───── Extract provided
Wood Dynamics in Northeastern Stream Systems
Wood serves multiple functions in stream ecosystems and the relative importance of wood in a stream can depend upon multiple biotic and abiotic factors. For the purposes of my research, I have focused on “large wood” defined as dead wood in the stream channel greater than 10 cm diameter and greater than 1 m length, an operational definition that has become well established in the literature.
Wood Movement
In fall 2000 I tagged 116 pieces of large wood in a second-order section of Rocky Branch, a stream in the eastern Adirondack Mountains of New York. I returned to this 400 m section of stream in 2001, 2003 and 2004. Results from this assessment of wood movement through a period of moderate spring flooding was published in 2008 (Warren et al. 2008)
Wood Distribution
Given the importance of wood to stream biota and stream biogeochemical processing, understanding how wood is distributed in a system can provide insights into how organisms and stream processes may be spaced within a stream. Areas of wood aggregation– debris dams – can be quantitatively assessed using a linear modification of a neighbor K analysis (see Kraft and Warren 2003), and periodicity in wood accumulation in this analysis can reflect regularity in debris dam formation. We revisited this analysis and refined it to better account for wood distribution within specific distance intervals in a 2012 publication (Kraft et al. 2012). This revised analysis evaluates whether the number of pieces of wood (or any item analyzed along a single dimension) occurring within a specific distance interval is consistent or inconstant with what one would expect by random chance alone.
──────────
# [What is expected]
In the text on wood dynamics in streams, reproduce the passage starting with "Wood Dynamics in" and going on through "in the literature.", substituting "bed" for "channel". Use only the text on wood dynamics in streams to complete this work.
───── Listed records
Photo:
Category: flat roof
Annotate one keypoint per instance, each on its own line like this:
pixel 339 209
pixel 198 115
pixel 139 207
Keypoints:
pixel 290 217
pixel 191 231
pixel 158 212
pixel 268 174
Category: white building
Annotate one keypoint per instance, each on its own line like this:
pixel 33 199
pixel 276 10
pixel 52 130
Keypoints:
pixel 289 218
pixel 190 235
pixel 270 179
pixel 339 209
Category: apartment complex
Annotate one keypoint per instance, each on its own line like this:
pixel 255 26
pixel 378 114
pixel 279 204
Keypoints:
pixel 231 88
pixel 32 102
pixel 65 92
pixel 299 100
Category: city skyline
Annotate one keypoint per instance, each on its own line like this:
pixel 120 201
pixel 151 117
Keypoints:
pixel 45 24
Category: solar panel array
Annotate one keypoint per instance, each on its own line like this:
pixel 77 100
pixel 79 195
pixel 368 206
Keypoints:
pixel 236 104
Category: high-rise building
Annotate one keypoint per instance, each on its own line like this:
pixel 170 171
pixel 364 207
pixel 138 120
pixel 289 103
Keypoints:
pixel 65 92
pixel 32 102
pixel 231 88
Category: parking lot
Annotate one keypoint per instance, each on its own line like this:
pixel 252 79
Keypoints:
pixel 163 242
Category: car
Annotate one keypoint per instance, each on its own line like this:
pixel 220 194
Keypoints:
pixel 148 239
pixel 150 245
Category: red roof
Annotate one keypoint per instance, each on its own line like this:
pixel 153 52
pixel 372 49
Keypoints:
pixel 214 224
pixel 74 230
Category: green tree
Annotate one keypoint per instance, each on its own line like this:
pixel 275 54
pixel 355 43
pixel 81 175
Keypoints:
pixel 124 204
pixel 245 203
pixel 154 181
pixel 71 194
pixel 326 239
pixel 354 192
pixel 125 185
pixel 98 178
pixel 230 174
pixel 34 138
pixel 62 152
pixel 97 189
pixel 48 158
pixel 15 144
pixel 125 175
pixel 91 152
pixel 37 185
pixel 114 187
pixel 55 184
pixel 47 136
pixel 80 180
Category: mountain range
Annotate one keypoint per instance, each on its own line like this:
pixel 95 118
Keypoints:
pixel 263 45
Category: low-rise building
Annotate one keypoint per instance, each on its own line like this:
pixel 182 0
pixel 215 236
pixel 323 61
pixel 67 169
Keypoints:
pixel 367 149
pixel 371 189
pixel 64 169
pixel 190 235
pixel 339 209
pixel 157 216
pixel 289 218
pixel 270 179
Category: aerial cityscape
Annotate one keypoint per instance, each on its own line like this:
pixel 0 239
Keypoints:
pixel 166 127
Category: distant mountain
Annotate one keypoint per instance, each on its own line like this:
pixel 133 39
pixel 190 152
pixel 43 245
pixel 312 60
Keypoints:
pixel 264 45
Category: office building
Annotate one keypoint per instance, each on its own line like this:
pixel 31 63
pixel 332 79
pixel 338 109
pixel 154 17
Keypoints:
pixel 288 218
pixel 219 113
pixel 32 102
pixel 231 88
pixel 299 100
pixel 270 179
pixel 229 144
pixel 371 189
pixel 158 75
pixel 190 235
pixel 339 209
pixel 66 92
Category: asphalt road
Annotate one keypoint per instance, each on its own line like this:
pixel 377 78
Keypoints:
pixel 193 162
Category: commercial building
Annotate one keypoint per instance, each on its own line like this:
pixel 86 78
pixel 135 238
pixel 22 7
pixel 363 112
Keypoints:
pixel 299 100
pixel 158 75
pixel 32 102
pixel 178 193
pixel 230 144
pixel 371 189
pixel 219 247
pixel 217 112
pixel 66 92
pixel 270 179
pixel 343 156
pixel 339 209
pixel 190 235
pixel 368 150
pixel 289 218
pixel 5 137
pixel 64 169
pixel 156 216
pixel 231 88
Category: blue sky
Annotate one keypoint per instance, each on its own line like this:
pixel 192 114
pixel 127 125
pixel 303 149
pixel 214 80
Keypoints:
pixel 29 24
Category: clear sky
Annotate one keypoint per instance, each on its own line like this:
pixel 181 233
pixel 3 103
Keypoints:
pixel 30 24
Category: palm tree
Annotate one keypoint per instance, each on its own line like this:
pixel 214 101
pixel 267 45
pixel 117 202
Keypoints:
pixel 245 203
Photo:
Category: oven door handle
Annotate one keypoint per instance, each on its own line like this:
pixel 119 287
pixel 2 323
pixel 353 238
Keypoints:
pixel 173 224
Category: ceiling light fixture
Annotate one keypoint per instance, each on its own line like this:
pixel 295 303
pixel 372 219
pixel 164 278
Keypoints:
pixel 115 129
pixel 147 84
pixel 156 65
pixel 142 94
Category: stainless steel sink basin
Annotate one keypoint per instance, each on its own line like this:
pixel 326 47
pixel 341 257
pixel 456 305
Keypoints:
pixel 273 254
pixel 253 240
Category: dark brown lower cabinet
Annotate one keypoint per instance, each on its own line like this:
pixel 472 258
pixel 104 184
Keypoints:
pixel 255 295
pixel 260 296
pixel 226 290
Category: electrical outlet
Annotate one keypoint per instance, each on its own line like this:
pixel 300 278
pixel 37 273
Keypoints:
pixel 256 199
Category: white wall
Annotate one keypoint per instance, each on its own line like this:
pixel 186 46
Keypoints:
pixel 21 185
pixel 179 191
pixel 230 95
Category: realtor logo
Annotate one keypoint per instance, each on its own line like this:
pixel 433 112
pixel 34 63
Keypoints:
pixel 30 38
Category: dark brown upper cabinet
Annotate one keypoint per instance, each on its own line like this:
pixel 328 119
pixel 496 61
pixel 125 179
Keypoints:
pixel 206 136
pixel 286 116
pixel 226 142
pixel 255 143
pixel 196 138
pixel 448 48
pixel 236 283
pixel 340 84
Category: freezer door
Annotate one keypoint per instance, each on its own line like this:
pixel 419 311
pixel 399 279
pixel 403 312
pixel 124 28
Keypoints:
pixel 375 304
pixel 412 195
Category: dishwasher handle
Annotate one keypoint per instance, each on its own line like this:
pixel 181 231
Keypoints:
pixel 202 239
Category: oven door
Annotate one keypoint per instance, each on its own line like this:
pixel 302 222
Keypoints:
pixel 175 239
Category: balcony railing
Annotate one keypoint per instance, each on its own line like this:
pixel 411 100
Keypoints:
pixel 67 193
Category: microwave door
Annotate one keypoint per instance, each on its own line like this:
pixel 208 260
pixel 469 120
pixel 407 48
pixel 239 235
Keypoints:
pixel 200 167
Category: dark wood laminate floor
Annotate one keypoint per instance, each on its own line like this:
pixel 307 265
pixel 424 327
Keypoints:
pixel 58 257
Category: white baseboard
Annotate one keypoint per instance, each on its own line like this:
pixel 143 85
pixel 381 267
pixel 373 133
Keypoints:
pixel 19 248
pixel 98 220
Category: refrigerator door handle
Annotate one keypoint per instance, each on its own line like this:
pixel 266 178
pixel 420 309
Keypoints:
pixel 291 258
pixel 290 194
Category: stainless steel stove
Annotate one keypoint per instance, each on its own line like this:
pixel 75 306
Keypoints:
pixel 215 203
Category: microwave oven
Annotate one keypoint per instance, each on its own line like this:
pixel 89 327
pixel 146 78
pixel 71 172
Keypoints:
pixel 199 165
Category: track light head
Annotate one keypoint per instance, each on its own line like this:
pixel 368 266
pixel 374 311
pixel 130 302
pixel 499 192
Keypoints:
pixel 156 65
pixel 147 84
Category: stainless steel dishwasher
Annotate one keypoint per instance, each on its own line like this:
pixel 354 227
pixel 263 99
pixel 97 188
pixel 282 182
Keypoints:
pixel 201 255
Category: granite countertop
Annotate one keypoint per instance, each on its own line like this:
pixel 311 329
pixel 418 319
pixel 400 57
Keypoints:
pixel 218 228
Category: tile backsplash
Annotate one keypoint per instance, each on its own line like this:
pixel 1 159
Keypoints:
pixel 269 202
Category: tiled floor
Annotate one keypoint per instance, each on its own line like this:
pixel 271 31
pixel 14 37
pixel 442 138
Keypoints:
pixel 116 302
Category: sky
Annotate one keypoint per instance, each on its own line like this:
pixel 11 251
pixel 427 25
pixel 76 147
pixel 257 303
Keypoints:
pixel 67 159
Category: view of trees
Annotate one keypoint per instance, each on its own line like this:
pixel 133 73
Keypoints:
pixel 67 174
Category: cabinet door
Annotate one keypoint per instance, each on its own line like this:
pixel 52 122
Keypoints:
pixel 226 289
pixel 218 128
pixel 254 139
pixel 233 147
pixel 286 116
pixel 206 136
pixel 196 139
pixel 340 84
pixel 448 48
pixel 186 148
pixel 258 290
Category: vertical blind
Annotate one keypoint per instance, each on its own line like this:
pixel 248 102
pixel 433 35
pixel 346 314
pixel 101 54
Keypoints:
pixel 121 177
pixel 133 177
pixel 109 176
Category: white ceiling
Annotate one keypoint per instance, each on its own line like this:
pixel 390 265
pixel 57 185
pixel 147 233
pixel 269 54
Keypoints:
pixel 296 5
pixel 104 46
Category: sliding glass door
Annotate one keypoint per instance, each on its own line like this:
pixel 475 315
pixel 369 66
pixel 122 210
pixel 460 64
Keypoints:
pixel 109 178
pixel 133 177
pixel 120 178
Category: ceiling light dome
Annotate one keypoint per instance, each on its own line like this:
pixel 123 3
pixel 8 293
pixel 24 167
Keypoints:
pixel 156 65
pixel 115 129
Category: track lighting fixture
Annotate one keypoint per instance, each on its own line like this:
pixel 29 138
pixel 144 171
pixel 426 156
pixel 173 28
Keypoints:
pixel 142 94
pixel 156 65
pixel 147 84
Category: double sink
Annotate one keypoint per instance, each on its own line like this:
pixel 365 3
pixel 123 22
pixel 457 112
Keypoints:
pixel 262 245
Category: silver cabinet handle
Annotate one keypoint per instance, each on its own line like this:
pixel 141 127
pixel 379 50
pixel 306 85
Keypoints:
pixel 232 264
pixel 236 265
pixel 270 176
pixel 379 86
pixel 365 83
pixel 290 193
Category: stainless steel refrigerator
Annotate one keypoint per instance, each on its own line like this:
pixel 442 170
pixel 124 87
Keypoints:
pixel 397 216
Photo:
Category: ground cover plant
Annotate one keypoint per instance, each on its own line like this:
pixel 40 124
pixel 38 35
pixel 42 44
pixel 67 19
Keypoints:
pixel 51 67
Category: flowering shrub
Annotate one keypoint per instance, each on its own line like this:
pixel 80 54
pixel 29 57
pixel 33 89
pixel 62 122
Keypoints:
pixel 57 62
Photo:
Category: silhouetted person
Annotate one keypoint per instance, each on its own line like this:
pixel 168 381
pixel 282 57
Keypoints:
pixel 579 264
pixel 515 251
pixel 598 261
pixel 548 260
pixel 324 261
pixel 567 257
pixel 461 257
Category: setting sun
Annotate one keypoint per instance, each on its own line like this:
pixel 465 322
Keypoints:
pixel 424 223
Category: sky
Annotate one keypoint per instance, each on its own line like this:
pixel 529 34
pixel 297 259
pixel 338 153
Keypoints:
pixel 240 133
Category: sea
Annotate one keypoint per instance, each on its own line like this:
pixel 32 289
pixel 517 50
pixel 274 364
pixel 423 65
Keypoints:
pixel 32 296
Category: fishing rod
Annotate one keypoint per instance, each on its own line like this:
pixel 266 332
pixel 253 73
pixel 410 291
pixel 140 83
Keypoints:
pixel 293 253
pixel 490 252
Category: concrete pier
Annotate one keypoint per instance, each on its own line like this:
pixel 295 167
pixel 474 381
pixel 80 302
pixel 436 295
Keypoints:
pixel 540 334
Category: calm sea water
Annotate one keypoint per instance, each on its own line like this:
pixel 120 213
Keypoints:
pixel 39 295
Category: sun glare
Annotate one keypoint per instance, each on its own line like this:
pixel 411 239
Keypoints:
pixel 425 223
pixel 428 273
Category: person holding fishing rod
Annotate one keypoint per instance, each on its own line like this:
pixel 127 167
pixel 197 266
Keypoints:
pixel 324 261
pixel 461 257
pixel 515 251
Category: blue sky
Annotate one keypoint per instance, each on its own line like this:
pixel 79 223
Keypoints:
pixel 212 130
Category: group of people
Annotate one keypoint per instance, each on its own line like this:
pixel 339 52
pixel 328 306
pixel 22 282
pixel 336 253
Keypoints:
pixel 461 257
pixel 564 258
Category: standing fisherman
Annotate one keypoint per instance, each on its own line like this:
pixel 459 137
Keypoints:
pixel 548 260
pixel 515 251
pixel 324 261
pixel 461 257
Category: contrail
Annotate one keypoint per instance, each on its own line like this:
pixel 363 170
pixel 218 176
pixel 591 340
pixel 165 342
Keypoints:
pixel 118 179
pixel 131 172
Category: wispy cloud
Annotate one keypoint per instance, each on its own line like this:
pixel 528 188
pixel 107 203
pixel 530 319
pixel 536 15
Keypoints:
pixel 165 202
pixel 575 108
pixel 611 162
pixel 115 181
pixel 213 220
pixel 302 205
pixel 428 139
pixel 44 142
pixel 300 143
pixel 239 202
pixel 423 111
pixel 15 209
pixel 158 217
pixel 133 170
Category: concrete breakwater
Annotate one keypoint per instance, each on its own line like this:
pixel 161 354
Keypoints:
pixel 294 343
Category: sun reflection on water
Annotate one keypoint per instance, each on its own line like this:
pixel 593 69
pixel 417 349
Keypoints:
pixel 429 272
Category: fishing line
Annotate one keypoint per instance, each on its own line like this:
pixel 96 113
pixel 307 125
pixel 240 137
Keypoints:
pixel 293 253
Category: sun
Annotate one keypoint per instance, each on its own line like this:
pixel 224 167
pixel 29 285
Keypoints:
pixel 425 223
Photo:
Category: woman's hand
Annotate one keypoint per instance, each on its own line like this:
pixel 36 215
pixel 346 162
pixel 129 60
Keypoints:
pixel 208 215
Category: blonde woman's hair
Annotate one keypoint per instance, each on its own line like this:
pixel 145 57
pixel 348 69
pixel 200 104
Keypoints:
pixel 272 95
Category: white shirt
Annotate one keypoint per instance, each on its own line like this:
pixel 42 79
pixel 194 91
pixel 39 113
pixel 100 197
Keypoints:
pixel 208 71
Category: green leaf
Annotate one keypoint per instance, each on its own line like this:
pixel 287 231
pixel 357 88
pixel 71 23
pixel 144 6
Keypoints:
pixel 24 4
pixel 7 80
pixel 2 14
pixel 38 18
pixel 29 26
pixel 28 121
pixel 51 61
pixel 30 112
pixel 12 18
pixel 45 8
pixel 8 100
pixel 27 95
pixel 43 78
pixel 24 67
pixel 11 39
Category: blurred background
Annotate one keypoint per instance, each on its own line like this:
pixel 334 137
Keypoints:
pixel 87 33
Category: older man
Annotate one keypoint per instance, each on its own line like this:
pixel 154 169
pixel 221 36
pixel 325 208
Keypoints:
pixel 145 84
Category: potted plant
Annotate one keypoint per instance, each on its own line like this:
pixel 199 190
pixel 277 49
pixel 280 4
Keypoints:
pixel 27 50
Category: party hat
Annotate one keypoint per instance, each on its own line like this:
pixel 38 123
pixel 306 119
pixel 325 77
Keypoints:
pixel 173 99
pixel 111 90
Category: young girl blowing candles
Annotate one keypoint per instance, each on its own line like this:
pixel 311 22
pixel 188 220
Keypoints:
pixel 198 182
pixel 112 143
──────────
# [Answer below]
Wood Dynamics in Northeastern Stream Systems
Wood serves multiple functions in stream ecosystems and the relative importance of wood in a stream can depend upon multiple biotic and abiotic factors. For the purposes of my research, I have focused on “large wood” defined as dead wood in the stream bed greater than 10 cm diameter and greater than 1 m length, an operational definition that has become well established in the literature.